Exercise 1
Please locate each line in the records below that contains the word "gate" and copy those lines.

Excerpt to read

━━━━━━

1. Cannot define a combined view/index.
2. Cannot define EDTCDE or EDTWRD (I agree Jim, saves a LOT of time)
3. Cannot define a seperate Format name

Anybody care to add to the list?

Paul

----- Original Message -----
From: "Jim Essinger" <esinger@xxxxxxxx>
To: "Midrange Systems Technical Discussion" <midrange-l@xxxxxxxxxxxx>
Sent: Friday, July 23, 2004 11:10 PM
Subject: Re: Field Reference File (was SQL vs. traditional I/O?)


>    What about edit codes?  When using DDS you can tell the file what
editing
>    to use on a field.  We do a lot with Social Security numbers and have a
>    system edit code setup to display correctly (999-99-9999).  When using
the
>    iSeries Nagivator to generate SQL statements I get warning/error
messages
>    such as;
>
>    SQL150D   10   EDTCDE (EDTWRD) in column DBT_ORIG_BAL ignored.

━━━━━━

Exercise 2
Write the next part of the mailing-list discussion about SQL versus DDS file definitions, starting after its last line.

Records excerpted from a collection

━━━━━━

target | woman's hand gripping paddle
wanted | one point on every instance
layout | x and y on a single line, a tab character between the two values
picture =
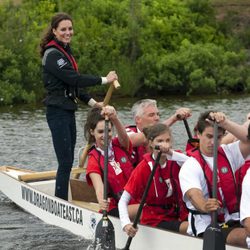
213	239
144	196
105	233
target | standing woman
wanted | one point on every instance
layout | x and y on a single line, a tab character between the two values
63	82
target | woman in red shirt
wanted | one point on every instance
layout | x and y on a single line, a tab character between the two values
119	165
164	207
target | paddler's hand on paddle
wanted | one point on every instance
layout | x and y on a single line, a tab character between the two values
111	76
110	112
218	117
104	204
211	205
183	113
130	230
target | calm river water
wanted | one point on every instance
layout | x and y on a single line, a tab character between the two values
26	142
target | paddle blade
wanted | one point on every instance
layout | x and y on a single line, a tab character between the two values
213	239
104	235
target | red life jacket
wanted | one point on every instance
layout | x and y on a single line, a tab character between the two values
116	182
72	60
226	179
168	199
139	151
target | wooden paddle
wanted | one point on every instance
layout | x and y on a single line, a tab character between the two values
213	239
84	155
144	196
105	232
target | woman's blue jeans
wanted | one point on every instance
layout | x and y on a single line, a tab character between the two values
63	130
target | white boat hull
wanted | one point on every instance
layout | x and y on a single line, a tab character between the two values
37	199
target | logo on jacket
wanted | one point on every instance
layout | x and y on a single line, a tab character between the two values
61	62
224	170
123	160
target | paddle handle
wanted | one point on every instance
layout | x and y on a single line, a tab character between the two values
112	86
106	158
143	199
215	167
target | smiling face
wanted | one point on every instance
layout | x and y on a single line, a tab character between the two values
207	140
64	31
98	133
149	117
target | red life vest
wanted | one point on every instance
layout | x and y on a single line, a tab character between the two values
226	179
116	182
72	60
139	151
165	195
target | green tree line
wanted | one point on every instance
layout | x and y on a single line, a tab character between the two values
157	47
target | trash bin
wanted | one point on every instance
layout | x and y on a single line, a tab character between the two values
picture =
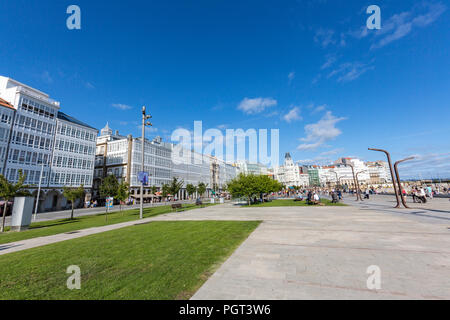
22	213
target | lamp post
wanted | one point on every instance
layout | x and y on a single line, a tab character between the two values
354	180
392	174
145	123
398	179
357	181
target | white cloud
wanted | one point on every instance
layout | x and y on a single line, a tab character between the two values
121	106
319	133
400	25
256	105
291	76
325	37
350	71
46	77
331	59
292	115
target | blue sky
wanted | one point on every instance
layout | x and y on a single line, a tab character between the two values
309	68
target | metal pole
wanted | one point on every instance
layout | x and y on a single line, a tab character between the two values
141	204
145	117
392	174
39	193
357	181
398	179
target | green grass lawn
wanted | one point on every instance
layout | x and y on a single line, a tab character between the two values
46	228
158	261
292	203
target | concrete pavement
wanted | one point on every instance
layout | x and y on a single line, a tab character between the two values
323	252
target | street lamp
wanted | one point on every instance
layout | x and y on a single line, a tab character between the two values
337	178
357	181
145	123
398	179
392	174
354	180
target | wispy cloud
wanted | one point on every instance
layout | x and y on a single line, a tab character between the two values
401	24
45	76
350	71
256	105
324	37
89	85
291	76
317	134
330	60
121	106
293	115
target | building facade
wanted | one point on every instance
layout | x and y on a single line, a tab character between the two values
38	147
290	174
122	156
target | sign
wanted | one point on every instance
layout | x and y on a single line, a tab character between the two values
143	178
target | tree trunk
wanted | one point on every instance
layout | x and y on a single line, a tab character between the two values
4	216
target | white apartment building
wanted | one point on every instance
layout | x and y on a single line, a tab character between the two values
246	167
6	118
291	174
31	144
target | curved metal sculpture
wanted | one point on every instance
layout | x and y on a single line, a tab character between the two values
392	174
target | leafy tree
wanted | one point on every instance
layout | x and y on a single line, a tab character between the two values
153	189
250	186
72	194
10	190
190	188
165	190
175	186
109	188
123	192
201	188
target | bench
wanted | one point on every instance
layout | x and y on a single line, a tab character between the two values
177	206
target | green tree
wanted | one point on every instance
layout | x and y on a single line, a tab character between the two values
123	192
153	189
201	188
72	194
175	186
10	190
250	186
190	188
165	190
109	188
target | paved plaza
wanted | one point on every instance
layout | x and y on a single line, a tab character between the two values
323	252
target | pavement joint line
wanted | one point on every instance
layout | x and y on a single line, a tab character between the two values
381	291
361	231
351	248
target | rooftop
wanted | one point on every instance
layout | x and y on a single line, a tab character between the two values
65	117
6	104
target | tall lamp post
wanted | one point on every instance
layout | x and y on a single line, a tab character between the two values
398	179
357	181
337	178
392	174
145	123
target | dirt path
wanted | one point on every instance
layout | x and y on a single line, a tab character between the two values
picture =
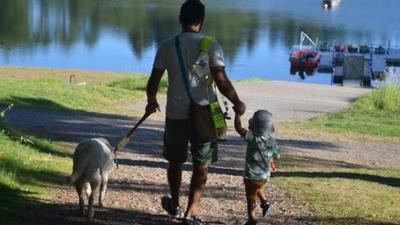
136	187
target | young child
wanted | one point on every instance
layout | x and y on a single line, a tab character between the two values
261	151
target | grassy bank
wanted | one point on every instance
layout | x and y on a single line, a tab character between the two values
29	167
87	91
341	193
377	114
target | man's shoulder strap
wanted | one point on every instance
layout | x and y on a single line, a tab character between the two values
206	43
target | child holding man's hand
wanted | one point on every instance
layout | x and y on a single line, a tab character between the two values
261	151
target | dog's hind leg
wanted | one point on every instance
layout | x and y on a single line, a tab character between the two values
79	189
95	185
103	188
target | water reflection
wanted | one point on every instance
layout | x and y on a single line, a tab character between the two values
256	35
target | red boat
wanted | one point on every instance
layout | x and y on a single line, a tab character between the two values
304	60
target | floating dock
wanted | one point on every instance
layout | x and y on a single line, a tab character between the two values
354	64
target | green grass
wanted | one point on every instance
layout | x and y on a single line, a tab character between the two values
29	167
56	92
138	82
341	193
377	114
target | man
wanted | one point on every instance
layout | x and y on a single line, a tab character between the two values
177	130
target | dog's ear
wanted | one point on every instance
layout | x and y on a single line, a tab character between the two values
68	180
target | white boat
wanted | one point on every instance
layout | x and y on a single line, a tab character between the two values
327	4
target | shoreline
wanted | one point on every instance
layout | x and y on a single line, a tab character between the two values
85	72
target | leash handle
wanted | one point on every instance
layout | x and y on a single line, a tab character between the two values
127	137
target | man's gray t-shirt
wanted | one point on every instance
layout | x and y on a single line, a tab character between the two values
166	58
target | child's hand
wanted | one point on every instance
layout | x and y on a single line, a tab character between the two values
238	126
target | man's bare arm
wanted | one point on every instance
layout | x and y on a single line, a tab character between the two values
152	89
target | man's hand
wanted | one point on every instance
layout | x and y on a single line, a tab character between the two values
239	108
152	107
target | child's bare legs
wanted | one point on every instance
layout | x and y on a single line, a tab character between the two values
261	195
253	189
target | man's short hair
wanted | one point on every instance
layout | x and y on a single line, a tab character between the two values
192	12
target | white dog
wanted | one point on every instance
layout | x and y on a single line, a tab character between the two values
93	161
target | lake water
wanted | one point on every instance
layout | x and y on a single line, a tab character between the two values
123	35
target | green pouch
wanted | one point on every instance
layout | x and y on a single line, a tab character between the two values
217	115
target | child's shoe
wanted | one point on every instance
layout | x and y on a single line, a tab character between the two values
166	203
267	209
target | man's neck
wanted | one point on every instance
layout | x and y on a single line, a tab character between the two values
192	29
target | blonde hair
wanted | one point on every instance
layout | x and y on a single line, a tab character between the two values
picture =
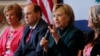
67	9
95	16
16	8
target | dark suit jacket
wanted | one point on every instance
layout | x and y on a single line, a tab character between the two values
72	39
32	47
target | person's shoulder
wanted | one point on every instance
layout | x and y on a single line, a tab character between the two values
77	30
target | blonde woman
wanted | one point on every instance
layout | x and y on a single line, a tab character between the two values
65	39
10	39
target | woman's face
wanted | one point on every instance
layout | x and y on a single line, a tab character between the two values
11	17
61	20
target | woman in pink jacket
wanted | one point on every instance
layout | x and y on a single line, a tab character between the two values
10	39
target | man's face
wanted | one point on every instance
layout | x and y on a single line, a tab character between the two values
30	16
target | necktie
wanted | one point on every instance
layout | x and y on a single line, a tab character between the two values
29	35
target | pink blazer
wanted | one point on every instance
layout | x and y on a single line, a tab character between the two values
14	43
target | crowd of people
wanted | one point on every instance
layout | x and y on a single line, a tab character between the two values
62	38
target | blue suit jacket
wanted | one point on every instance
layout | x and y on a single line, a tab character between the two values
32	47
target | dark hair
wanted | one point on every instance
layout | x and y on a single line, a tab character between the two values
37	8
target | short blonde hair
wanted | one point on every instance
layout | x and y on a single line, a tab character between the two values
95	16
16	8
68	11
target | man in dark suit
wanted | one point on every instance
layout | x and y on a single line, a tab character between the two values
32	15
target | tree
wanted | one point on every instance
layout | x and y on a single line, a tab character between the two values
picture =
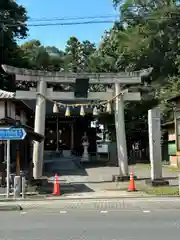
12	26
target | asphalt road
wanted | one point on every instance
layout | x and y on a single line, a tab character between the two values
90	225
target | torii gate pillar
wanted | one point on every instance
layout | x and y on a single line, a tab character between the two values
121	134
39	127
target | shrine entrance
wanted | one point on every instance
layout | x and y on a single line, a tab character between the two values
113	92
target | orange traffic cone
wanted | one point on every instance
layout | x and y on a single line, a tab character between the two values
132	186
56	190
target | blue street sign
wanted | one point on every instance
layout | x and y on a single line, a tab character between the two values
12	133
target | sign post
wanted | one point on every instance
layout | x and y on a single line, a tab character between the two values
10	134
8	169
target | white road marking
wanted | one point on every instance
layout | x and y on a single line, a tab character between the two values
104	211
146	211
63	211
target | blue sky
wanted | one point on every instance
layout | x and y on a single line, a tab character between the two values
58	35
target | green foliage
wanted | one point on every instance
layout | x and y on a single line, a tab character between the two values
12	26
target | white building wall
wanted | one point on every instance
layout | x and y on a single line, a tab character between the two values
23	117
2	109
11	110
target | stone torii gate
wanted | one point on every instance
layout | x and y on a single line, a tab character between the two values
44	77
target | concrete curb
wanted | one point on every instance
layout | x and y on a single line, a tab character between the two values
66	199
8	207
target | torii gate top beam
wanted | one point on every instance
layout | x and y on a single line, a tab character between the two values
64	77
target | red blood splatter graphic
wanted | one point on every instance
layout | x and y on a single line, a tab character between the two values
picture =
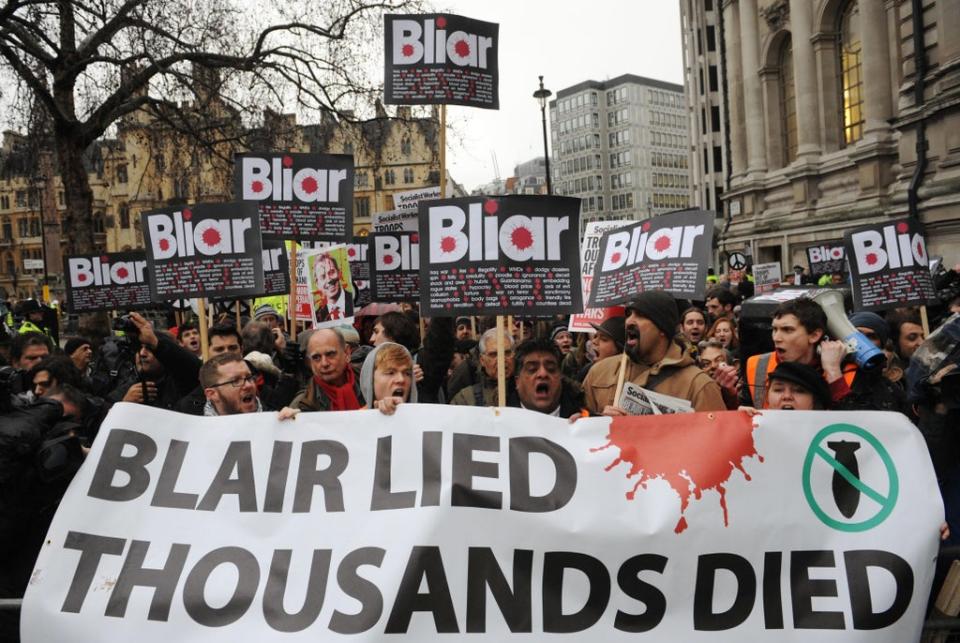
692	456
448	244
309	185
211	237
521	238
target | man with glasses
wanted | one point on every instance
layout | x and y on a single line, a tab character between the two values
484	391
230	387
540	385
334	386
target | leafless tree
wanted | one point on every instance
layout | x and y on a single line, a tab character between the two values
90	63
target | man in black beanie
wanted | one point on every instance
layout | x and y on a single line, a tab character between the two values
656	361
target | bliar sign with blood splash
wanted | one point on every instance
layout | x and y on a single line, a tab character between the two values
307	197
513	255
670	252
889	266
207	250
115	281
434	59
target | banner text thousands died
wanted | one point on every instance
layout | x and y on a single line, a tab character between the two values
206	250
500	255
670	252
307	197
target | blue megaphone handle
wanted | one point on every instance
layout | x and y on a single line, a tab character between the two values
864	352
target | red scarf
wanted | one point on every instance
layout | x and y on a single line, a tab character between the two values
343	397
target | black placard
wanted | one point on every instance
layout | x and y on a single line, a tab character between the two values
434	59
208	250
394	264
889	266
670	252
500	255
276	269
826	258
113	281
359	269
307	197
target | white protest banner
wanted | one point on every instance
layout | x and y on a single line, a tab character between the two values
494	523
589	253
396	221
410	200
766	276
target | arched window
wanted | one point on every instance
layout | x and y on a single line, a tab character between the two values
851	78
788	102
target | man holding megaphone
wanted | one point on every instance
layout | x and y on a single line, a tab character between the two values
799	335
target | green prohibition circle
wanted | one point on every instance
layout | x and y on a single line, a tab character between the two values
886	504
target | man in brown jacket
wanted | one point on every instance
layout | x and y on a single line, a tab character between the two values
655	360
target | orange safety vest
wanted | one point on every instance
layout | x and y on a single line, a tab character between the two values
759	368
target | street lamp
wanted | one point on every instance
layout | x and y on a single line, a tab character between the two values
542	95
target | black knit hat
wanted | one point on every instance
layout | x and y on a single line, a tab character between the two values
613	327
805	376
659	307
73	344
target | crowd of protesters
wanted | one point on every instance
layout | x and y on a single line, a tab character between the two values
56	394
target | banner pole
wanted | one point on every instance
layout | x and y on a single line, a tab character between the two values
501	365
620	378
204	340
292	305
443	151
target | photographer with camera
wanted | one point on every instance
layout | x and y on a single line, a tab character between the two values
164	371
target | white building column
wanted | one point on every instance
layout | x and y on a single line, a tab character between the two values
738	138
752	94
877	98
805	78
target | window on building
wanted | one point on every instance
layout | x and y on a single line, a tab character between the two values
788	103
361	206
851	80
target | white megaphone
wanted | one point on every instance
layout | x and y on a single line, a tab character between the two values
865	352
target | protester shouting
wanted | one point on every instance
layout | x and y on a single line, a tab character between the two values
386	378
656	360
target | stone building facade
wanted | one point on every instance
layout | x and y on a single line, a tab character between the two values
839	113
149	166
621	146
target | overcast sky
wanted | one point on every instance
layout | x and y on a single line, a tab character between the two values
567	41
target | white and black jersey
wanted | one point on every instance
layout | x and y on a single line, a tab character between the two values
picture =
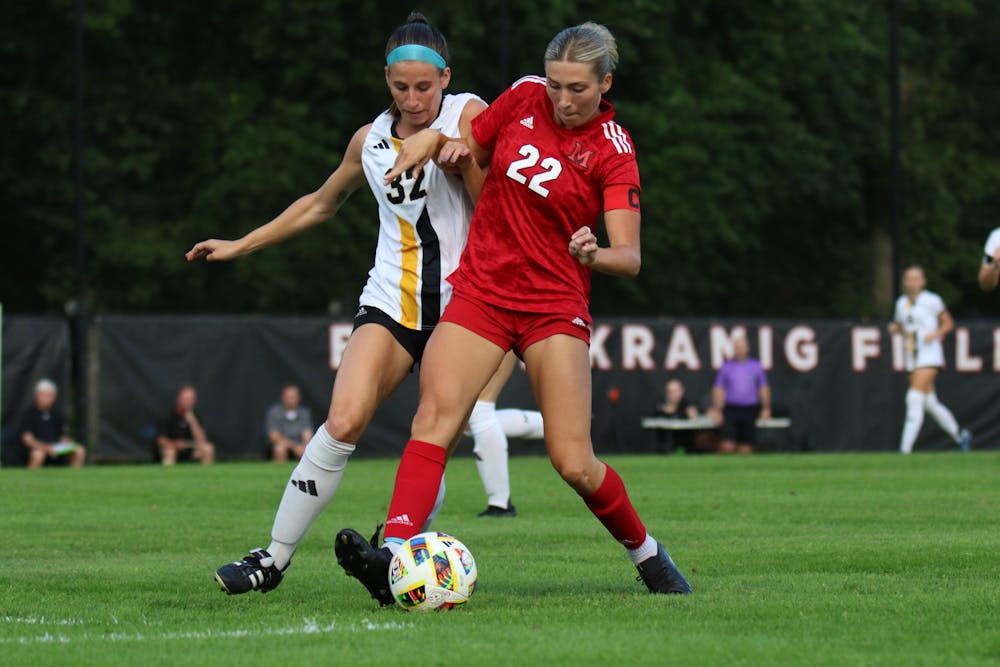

━━━━━━

Expected answer 1
target | torii gate pillar
target | stone torii gate
target | torii gate top beam

Expected answer 2
>
>    Can SQL define a column with predefined editing?  Sure saves a lot of
time
>    when doing adhoc queries, and works for date data types, dollar
amounts,
>    Social Security Numbers, and the like.
>
>    Jim
>
>    At 02:00 PM 7/23/2004, you wrote:
>
>      Jim,
>
>      You can emulate a field reference file using the WITH NO DATA clause.
>
>      CREATE TABLE EMPLOYEE AS
>      (SELECT EMPLOYEE_ID, NAME, etc. FROM FIELDREF)
>      WITH NO DATA
>
>      Not sure if it was V5R1 or V5R2 it was introduced.
>
>      HTH
>
>      Paul Tuohy
>
>      >> Jim Essinger wrote
>
>      The other thing that DDS _can_ bring to the table is using field
>      reference
>      files, if you design your files that way.  Not do-able in SQL if I
>      remember right.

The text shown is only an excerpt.